WORK INSTRUCTIONS
Where in the records does the word "officer" occur? Copy each line in which it does.

EXCERPTED DATA
▼
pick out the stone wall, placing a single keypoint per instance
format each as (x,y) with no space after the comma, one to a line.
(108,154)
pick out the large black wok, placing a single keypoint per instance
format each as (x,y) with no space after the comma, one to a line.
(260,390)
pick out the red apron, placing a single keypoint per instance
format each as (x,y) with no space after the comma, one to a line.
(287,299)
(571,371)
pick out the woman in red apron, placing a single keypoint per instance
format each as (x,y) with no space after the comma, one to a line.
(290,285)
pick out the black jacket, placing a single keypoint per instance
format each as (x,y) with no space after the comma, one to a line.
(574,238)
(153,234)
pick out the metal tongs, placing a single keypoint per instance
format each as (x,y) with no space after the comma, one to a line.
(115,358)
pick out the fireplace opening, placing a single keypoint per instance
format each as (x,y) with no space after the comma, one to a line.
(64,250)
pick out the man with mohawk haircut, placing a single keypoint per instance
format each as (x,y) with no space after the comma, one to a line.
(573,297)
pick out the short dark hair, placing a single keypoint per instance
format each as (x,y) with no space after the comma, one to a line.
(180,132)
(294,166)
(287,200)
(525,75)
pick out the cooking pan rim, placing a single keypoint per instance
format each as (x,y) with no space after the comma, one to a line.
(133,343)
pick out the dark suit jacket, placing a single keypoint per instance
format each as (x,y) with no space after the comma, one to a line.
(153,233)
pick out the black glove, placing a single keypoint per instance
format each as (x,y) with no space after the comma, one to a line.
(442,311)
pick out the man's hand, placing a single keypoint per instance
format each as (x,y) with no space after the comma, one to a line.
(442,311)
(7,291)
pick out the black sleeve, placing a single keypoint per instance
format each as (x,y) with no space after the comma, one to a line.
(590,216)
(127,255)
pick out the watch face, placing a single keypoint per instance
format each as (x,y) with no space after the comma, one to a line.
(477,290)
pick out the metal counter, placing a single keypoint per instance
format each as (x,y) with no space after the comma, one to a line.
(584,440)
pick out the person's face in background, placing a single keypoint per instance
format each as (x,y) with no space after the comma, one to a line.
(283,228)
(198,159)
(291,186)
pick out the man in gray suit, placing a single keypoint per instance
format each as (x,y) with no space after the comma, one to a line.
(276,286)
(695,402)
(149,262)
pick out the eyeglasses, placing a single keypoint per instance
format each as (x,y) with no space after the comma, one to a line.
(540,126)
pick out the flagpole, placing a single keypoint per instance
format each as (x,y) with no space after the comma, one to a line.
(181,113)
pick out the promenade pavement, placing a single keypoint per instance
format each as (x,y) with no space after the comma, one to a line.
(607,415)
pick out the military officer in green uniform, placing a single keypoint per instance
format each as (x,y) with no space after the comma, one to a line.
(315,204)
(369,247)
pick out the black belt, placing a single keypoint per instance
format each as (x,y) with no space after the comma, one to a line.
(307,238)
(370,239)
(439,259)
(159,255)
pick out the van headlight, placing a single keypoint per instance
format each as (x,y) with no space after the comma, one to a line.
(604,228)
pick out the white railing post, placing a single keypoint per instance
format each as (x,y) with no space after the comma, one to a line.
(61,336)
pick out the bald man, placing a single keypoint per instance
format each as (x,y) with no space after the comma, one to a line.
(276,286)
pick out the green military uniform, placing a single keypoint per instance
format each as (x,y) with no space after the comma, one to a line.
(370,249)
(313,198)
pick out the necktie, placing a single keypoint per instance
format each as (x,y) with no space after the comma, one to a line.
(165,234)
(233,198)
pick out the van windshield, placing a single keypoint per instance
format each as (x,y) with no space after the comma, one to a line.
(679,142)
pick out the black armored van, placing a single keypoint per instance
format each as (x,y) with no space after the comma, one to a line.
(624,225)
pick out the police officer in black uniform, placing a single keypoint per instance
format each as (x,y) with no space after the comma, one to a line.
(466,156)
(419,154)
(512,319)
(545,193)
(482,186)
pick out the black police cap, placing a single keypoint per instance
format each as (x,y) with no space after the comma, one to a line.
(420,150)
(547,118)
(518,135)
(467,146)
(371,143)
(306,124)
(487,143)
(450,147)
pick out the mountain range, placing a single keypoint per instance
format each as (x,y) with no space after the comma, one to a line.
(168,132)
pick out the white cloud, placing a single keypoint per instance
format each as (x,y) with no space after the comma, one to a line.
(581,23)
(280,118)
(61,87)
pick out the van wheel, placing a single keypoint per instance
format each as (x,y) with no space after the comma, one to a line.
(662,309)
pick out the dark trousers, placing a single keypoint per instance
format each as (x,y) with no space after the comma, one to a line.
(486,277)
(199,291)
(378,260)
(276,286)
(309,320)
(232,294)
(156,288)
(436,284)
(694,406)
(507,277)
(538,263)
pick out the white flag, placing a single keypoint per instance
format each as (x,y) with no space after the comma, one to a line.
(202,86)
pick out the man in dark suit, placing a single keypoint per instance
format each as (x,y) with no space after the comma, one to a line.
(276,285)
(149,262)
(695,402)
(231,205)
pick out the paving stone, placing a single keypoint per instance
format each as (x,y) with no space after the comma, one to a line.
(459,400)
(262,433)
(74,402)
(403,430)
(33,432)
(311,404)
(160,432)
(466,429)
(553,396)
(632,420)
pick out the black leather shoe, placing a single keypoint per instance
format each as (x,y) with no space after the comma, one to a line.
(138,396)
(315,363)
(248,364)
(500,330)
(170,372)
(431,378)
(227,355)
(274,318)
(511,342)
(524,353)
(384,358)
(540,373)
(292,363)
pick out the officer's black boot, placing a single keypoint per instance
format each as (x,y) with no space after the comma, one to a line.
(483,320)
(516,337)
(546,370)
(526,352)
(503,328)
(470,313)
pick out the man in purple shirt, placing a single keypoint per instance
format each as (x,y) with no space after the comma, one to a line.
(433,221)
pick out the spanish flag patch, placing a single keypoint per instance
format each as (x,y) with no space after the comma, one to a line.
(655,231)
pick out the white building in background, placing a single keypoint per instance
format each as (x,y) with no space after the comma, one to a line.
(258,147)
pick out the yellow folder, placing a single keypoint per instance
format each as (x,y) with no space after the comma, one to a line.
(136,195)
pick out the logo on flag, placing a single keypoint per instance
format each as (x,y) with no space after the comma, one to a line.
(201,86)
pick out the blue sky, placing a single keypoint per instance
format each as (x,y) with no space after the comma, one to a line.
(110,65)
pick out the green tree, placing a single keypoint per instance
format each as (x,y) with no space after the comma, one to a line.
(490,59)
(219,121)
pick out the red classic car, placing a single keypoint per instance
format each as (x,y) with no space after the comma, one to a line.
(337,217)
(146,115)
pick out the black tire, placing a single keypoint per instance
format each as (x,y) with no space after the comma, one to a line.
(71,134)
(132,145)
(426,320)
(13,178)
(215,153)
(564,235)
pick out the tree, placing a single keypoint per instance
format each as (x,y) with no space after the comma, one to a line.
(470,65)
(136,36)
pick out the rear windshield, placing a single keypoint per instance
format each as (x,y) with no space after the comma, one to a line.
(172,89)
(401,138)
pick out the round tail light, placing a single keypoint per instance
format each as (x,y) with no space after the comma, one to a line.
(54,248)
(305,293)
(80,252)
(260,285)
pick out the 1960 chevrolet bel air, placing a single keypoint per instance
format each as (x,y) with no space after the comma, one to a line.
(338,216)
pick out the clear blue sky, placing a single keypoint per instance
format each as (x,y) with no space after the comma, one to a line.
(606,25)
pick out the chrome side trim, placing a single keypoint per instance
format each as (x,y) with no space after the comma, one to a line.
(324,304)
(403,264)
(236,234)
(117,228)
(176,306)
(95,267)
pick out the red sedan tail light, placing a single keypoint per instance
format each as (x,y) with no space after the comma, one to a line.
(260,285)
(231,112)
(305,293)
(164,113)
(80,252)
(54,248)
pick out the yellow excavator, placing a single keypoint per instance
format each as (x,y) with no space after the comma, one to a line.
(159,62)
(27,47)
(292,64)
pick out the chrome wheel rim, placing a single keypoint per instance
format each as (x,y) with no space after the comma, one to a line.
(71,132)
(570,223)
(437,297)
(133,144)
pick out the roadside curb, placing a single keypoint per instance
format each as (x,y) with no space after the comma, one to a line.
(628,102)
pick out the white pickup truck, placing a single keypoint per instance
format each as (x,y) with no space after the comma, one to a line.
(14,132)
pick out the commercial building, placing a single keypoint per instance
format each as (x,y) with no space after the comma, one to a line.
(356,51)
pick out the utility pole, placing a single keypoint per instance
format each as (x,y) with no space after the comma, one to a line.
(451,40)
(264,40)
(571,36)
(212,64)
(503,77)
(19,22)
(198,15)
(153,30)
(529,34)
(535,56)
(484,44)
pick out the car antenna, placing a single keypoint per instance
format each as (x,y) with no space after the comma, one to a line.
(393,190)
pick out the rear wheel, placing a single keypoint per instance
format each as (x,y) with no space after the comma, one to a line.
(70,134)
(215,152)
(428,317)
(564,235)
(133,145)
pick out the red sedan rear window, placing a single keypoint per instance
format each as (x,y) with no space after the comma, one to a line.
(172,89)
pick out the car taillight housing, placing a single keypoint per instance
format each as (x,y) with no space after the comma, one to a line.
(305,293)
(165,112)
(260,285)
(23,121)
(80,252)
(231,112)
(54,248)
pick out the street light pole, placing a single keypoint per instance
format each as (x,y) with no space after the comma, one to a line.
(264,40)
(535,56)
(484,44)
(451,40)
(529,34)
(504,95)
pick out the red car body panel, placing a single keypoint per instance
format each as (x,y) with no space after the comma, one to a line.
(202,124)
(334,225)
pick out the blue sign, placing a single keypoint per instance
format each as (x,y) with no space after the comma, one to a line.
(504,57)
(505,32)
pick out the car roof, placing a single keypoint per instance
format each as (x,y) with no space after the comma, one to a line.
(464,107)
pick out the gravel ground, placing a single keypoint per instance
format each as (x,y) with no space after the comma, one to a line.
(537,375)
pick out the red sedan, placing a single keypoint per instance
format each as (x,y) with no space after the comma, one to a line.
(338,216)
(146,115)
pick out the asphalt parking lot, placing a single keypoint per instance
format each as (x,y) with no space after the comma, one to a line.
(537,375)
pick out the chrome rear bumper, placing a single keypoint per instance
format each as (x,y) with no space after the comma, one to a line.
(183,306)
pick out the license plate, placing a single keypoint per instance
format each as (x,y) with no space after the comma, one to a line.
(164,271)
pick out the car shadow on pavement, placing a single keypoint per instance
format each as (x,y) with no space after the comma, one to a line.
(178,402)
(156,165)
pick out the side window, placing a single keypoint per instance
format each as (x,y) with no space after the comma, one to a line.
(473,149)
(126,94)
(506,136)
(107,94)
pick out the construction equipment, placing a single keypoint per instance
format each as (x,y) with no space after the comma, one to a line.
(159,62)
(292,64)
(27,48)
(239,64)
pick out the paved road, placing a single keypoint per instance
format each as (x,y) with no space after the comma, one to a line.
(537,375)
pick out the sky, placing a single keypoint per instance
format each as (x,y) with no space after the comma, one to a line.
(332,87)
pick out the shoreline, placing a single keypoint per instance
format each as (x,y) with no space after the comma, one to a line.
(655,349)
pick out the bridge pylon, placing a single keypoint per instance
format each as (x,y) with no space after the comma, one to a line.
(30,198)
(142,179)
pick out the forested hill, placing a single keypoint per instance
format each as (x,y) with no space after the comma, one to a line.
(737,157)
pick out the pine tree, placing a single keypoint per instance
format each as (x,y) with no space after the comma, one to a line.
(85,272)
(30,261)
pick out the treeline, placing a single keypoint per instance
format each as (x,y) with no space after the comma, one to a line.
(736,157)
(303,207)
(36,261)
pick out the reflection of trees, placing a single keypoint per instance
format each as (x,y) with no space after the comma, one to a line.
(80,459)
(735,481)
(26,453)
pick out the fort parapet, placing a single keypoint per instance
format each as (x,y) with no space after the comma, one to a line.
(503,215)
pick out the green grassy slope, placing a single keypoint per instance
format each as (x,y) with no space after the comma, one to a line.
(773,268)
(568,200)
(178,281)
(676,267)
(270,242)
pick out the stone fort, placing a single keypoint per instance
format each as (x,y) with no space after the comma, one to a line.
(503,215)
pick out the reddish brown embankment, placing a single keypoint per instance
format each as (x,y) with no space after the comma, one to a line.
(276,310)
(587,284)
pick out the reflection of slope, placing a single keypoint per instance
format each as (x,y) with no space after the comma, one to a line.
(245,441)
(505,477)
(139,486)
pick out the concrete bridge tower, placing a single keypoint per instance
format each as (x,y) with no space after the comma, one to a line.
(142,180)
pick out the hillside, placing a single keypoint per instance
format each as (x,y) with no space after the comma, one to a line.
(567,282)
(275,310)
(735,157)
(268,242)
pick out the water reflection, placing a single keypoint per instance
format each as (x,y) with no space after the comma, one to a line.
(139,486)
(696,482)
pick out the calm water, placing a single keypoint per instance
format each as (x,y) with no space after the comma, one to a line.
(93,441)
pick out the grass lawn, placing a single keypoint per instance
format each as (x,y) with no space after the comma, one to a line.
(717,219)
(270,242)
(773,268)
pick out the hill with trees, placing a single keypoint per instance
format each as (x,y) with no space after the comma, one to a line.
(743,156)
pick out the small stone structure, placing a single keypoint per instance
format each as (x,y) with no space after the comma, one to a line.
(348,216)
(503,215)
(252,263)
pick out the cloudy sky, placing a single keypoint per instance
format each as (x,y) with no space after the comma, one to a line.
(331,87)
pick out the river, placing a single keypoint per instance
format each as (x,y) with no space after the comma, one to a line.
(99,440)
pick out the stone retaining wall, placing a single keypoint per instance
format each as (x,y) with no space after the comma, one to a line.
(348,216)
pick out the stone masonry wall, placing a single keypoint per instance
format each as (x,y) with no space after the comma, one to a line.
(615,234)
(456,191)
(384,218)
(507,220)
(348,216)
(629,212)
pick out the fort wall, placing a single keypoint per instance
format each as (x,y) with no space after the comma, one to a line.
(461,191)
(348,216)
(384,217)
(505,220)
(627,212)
▲
EXPECTED ANSWER
pick out the military officer in green uniform, placing a single keypoint per instance
pick out the police officer in black uniform, placing a single keypoint per instance
pick out the officer's black boot, placing a single keypoint per instance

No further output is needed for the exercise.